**Petit exercice 1**
Recopiez fidèlement le passage de l'article sur les coupures visant les Franco-Ontariens qui va de « Par Miléna Frachebois » jusqu'à « faire si aisément. ».

**Page**
* * *

Par Miléna Frachebois et Maève Burbridge 

La semaine dernière, le Premier ministre Doug Ford a annoncé de graves coupures dans les services pour les Franco-ontariens et la communauté ne compte pas se laisser faire si aisément.

Coupures et justifications

Les Progressistes-conservateurs de Ford viennent d’annoncer que le projet de l’Université de l’Ontario français (UOF) a été annulé, ainsi que le Commissariat aux services en français, dans le but de rembourser le déficit provincial. Conséquemment, la communauté franco-ontarienne est choquée et outragée par rapport aux coupures, puisque ces initiatives constituent des piliers centraux dans la francophonie ontarienne. Le Commissariat aux services en français, d’une part, « joue un rôle absolument essentiel pour la mise en œuvre de la loi sur les services en français », selon Ajà Besler de l’Association des communautés francophones d’Ottawa (ACFO). À la suite de plaintes véhémentes de la part des francophones, Ford a décidé d’intégrer la mise en œuvre de la loi sur les services en français au rôle de l’Ombudsman de l’Ontario.

D’autre part, l’annulation du projet de l’UOF a été particulièrement choquante pour les Franco-ontariens, puisque Caroline Mulroney, ministre des Affaires francophones de l’administration Ford, a vivement annoncé le soutien du gouvernement pour le projet en juillet ; non seulement a-t-elle proclamé son appui pour le projet, elle a également annoncé que le gouvernement progressiste-conservateur prévoyait de contribuer davantage au financement du projet.

Lors de l’annonce de l’abandon du projet la semaine dernière, Mulroney a justifié la décision de couper l’UOF en faisant référence au fait que le gouvernement libéral précédent n’avait commencé la planification et le financement pour l’Université qu’en 2017, et qu’il n’était donc pas réaliste de s’attendre à ce qu’elle ouvre ses portes en 2020, comme les libéraux l’avaient prévus. Ce n’est tout de même pas un raisonnement infaillible pour annuler le projet. Le gouvernement n’aurait-il pas pu repousser le projet, sans pour autant l’abandonner complètement ?

D’après Lydia Philippe de la Fédération de la jeunesse franco-ontarienne (FESFO), « la jeunesse franco-ontarienne est très déçue. Ils attendaient le projet de l’UOF. Plusieurs d’entre eux planifiaient justement aller à cette université. Ils se sentent trahis par le gouvernement ». De surcroît, Ford avoue ne pas avoir consulté de regroupements franco-ontariens avant de faire les coupures. Trevor Stewart, étudiant en 2ème année à l’Université d’Ottawa et leader et fondateur de la FPIFO, pense que les politiques de Ford sont hypocrites car, selon lui, Ford veut prendre l’argent pour s’assurer qu’il est réélu : « pour moi son affaire, c’est complètement électoral ». Trevor mentionne aussi un autre élément qui pour lui, rend le gouvernement de Ford menteur. « Le budget pour l’Université de l’Ontario français ainsi que le Commissariat aux services en français, c’est 0.025%, c’est ridiculement petit ! » s’exclame Trevor.

* * *

**Données**

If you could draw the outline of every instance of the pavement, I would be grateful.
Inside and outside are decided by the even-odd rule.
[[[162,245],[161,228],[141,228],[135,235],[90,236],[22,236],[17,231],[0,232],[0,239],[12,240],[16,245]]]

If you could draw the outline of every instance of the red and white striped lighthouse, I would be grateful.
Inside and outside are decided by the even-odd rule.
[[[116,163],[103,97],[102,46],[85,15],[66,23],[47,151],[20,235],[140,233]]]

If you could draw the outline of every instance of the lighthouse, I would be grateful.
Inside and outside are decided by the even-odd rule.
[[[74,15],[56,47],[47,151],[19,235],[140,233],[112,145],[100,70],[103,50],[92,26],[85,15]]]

* * *

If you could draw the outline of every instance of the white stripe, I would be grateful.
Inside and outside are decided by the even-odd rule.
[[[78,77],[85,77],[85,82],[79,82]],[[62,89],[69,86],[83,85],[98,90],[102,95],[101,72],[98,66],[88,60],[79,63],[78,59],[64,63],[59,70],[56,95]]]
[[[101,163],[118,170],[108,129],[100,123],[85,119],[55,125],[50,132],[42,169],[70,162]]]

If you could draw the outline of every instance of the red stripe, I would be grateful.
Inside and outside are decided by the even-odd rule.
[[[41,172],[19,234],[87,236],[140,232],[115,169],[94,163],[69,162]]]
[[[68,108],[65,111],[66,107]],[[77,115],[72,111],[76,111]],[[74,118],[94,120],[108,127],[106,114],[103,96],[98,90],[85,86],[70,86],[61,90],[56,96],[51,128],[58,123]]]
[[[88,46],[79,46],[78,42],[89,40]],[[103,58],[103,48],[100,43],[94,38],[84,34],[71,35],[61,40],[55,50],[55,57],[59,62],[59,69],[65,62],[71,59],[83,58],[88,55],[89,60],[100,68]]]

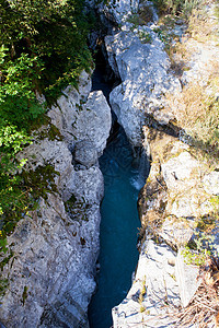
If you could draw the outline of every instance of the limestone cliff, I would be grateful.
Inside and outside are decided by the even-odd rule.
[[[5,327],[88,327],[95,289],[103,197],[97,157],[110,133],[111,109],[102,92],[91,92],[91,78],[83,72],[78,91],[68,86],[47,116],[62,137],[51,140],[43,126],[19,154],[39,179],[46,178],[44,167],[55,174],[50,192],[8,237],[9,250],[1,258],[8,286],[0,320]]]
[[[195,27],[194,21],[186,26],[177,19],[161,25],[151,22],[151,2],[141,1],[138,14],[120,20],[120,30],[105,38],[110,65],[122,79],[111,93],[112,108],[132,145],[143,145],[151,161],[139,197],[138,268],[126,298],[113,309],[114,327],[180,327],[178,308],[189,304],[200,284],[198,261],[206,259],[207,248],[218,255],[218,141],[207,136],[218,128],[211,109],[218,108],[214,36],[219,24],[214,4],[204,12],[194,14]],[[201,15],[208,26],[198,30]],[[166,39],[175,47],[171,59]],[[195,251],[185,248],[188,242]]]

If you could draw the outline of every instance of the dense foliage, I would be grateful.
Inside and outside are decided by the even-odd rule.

* * *

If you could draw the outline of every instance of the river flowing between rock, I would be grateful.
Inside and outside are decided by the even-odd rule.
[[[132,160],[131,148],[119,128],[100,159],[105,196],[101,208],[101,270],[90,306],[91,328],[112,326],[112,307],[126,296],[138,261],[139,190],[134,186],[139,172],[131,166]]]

* * *

**Petit exercice 2**
Relevez chaque ligne de la liste où figure le mot « lighthouse ». Les majuscules et les minuscules comptent.

**Bonne réponse 1**
Par Miléna Frachebois et Maève Burbridge 

La semaine dernière, le Premier ministre Doug Ford a annoncé de graves coupures dans les services pour les Franco-ontariens et la communauté ne compte pas se laisser faire si aisément.

**Bonne réponse 2**
If you could draw the outline of every instance of the red and white striped lighthouse, I would be grateful.
If you could draw the outline of every instance of the lighthouse, I would be grateful.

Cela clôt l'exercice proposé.